> Task to carry out:
Copy each of the items below word for word, but leave out the pictures.

> Provided data:

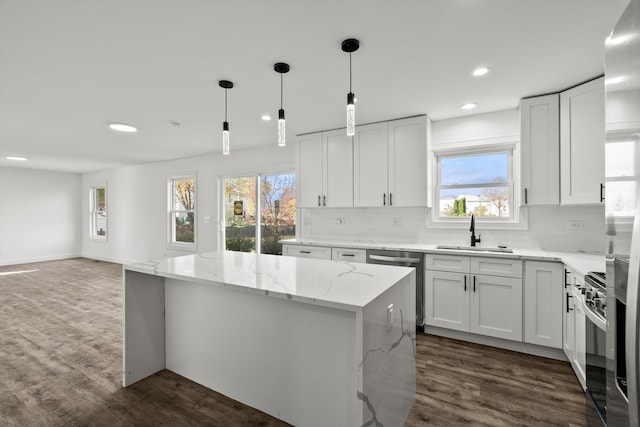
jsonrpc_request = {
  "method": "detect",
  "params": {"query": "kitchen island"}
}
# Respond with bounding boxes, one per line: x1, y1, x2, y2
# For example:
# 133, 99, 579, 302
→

> Written solution:
jsonrpc_request = {
  "method": "detect",
  "params": {"query": "kitchen island"}
}
# Respond with bounding boxes, one per line: x1, y1, x2, y2
# For example:
# 133, 99, 579, 302
→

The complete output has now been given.